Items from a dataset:

++++++

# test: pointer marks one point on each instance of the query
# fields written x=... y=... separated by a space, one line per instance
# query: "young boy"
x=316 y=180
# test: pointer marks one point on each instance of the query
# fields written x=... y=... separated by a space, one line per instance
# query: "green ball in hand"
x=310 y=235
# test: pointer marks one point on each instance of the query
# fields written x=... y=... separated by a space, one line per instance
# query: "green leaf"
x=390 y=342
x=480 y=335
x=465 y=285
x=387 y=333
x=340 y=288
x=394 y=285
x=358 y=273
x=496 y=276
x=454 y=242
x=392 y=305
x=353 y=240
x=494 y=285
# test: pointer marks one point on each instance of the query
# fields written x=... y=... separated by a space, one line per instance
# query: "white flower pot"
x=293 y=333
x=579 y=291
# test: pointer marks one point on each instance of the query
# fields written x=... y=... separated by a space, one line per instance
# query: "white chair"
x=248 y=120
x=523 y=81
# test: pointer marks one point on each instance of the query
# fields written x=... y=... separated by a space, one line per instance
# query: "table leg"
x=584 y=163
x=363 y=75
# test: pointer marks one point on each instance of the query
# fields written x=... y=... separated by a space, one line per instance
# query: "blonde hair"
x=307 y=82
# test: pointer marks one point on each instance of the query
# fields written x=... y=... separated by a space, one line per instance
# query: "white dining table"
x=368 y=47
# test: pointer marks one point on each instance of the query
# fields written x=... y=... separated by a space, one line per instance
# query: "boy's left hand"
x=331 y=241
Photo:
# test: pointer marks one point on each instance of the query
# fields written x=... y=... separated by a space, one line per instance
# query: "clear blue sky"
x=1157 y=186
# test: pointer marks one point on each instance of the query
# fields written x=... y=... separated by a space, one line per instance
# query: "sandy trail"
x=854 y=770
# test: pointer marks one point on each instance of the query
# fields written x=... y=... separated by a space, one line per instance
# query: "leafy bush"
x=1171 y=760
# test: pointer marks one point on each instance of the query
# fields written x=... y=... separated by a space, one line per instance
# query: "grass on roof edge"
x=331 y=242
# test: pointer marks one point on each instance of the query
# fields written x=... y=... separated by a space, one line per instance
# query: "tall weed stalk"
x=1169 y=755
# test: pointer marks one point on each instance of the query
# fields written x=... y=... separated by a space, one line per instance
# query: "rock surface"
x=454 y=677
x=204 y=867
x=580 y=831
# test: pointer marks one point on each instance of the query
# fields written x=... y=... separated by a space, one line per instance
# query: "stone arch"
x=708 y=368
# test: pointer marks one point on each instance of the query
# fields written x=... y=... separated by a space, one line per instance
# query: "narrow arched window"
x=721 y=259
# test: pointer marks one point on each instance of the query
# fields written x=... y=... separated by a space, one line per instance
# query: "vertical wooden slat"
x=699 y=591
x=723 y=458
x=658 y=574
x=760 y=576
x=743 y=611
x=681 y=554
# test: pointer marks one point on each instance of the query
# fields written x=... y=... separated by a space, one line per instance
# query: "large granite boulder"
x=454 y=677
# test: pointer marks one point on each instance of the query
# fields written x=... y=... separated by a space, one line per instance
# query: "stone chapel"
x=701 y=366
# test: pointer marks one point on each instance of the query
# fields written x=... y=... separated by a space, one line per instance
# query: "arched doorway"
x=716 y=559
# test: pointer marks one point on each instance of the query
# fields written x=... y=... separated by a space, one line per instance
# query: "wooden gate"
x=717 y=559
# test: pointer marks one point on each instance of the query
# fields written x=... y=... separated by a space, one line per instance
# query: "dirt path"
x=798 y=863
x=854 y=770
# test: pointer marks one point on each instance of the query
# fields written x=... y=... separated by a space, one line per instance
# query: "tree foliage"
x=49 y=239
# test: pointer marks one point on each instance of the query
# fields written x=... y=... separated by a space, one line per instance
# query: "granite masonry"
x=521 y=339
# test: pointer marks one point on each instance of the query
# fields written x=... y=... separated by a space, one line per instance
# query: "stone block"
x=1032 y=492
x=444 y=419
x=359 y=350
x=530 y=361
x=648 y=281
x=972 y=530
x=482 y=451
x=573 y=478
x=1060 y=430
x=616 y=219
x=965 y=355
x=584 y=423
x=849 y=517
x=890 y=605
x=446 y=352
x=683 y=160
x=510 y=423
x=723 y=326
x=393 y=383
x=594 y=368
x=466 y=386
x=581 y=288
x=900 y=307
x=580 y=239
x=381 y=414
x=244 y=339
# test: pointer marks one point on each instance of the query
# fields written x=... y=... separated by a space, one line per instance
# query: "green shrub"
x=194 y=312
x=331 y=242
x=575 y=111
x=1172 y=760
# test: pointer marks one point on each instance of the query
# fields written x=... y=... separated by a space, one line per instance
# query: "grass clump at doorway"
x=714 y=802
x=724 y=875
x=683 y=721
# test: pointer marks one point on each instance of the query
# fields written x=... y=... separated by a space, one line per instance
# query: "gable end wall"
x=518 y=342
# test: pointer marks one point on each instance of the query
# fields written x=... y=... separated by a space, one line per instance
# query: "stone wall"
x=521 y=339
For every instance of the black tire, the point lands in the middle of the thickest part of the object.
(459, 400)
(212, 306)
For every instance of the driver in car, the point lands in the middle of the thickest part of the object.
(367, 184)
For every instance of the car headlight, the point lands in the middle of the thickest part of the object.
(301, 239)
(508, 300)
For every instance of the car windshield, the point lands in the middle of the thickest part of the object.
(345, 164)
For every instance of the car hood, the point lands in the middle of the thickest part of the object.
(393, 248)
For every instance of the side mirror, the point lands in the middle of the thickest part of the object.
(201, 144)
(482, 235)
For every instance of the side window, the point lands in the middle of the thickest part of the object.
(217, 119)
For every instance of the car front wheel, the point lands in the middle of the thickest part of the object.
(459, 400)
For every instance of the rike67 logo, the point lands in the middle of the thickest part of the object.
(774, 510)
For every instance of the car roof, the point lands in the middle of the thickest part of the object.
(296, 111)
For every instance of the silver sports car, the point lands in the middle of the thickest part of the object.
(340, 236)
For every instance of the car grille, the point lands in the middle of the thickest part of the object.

++++++

◆ PROMPT:
All the entries are to be set down exactly as they appear.

◆ YOUR SOLUTION:
# test: pointer marks one point on each instance of the query
# fields written x=... y=... separated by a space, one line per instance
# query: "young boy"
x=316 y=180
# test: pointer marks one point on each instance of the query
# fields written x=... y=... separated by a space, one line per instance
# query: "green ball in hand"
x=310 y=235
# test: pointer marks one point on each instance of the query
# fields written x=... y=... separated by a space, one line per instance
# query: "green leaf"
x=390 y=342
x=480 y=335
x=465 y=285
x=387 y=333
x=340 y=288
x=394 y=285
x=358 y=273
x=496 y=276
x=454 y=242
x=392 y=305
x=353 y=240
x=494 y=285
# test: pointer marks one point on each instance of the query
# fields written x=... y=... separated by a space, one line per instance
# query: "white flower pot"
x=293 y=333
x=579 y=291
# test: pointer marks one point on each instance of the query
# fields written x=... y=... separated by a space, one line per instance
# query: "white chair"
x=248 y=120
x=523 y=81
# test: pointer marks one point on each instance of the query
# fields written x=... y=... separated by a space, one line per instance
# query: "table leg"
x=584 y=163
x=363 y=75
# test: pointer marks one point on each instance of the query
# fields written x=... y=... separated by a space, one line per instance
# query: "blonde hair"
x=307 y=82
# test: pointer marks one point on each instance of the query
# fields written x=... y=... separated by a space, one line per instance
# query: "white dining table"
x=368 y=47
# test: pointer marks one point on each instance of the query
# fields written x=... y=... separated by a space, one line per instance
# query: "boy's left hand"
x=331 y=241
Photo:
# test: pointer marks one point on each instance of the query
# fields written x=... y=... separated by a space, one line per instance
# query: "clear blue sky"
x=1157 y=186
# test: pointer marks one point on each instance of the query
# fields written x=... y=... separated by a space, one line per instance
# query: "sandy trail"
x=854 y=770
# test: pointer marks one point on each instance of the query
# fields written x=... y=... separated by a space, one line per instance
# query: "leafy bush"
x=1171 y=760
# test: pointer marks one point on each instance of the query
# fields written x=... y=... separated by a space, one line per instance
# query: "grass on roof edge"
x=331 y=242
# test: pointer marks one point on each instance of the query
# fields written x=... y=... separated by a space, one line per instance
# query: "tall weed stalk"
x=1169 y=755
# test: pointer marks one point on each instance of the query
# fields written x=... y=... separated by a space, one line per instance
# query: "rock surface"
x=454 y=677
x=204 y=867
x=580 y=831
# test: pointer marks one point on each instance of the query
# fields written x=... y=... separated by a space, one line per instance
# query: "stone arch"
x=708 y=368
# test: pointer marks one point on each instance of the query
# fields written x=... y=... separated by a space, one line per instance
# query: "narrow arched window"
x=721 y=259
# test: pointer marks one point on each instance of the query
# fields written x=... y=... separated by a space, one line per instance
# query: "vertical wooden slat"
x=699 y=591
x=723 y=458
x=658 y=574
x=760 y=576
x=743 y=611
x=681 y=554
# test: pointer marks one point on each instance of the query
# fields written x=... y=... separated by a space, one line per instance
# query: "large granite boulder"
x=454 y=677
# test: pointer marks one point on each instance of the query
# fields written x=... y=... separated by a space, one line per instance
# query: "stone chapel"
x=701 y=366
# test: pointer marks one point on each instance of the query
# fields written x=... y=... separated by a space, one line per instance
# query: "arched doorway"
x=716 y=559
# test: pointer marks one point on each instance of the query
# fields written x=... y=... separated by a space, one line per instance
# query: "wooden gate"
x=717 y=559
# test: pointer marks one point on each instance of the query
# fields written x=... y=... separated by a space, one line per instance
# query: "dirt path"
x=798 y=863
x=854 y=770
# test: pointer marks one point on each instance of the query
# fields written x=... y=... separated by a space, one line per instance
# query: "tree foliage"
x=49 y=239
# test: pointer marks one point on each instance of the query
# fields written x=... y=... separated by a space, one line per instance
# query: "granite masonry"
x=521 y=339
# test: pointer marks one point on each instance of the query
# fields written x=... y=... separated by a space, one line per instance
# query: "stone block"
x=1032 y=492
x=444 y=419
x=359 y=350
x=530 y=361
x=648 y=281
x=972 y=530
x=482 y=451
x=573 y=478
x=1060 y=430
x=616 y=219
x=965 y=355
x=584 y=423
x=849 y=517
x=890 y=605
x=446 y=352
x=683 y=160
x=510 y=423
x=723 y=326
x=393 y=383
x=594 y=368
x=466 y=386
x=581 y=288
x=900 y=307
x=580 y=239
x=381 y=414
x=244 y=339
# test: pointer marks one point on each instance of the query
# fields written x=... y=... separated by a space, one line per instance
# query: "green shrub"
x=194 y=312
x=331 y=242
x=575 y=111
x=1172 y=760
# test: pointer marks one point on each instance of the query
# fields written x=... y=... separated by a space, one line per instance
# query: "grass clump at doorway"
x=714 y=802
x=724 y=875
x=683 y=721
# test: pointer marks one point on each instance of the query
# fields written x=... y=... separated by a space, one line per instance
# query: "gable end wall"
x=518 y=342
# test: pointer marks one point on each instance of the query
# fields written x=... y=... separated by a space, one line per instance
# query: "stone wall"
x=521 y=339
For every instance of the black tire, the point lands in the middle of the thickest part of the object.
(459, 400)
(212, 306)
For every instance of the driver in car, the point lands in the middle of the thickest part of the object.
(367, 184)
For every instance of the car headlight, the point lands in the middle of the thickest part of the object.
(301, 239)
(508, 300)
For every instance of the car windshield, the point lands in the middle of the thickest part of the object.
(345, 164)
For every instance of the car hood, the point lands in the middle of the thickest part of the object.
(393, 248)
For every instance of the side mirror, the point lands in the middle of the thickest part of the object.
(201, 144)
(482, 235)
For every instance of the side window, the point lands in the middle of the thickest part of the object.
(217, 119)
For every instance of the car front wheel, the point lands in the middle of the thickest part of the object.
(459, 400)
For every instance of the rike67 logo, the point lands in the middle of the thickest part of the object.
(774, 510)
For every instance of the car roof, the point lands in the middle of the thickest part of the object.
(296, 111)
For every instance of the silver sports car, the point lands in the middle of the thickest part of the object.
(340, 236)
For every instance of the car grille, the point lands in the middle of the thickest part of the object.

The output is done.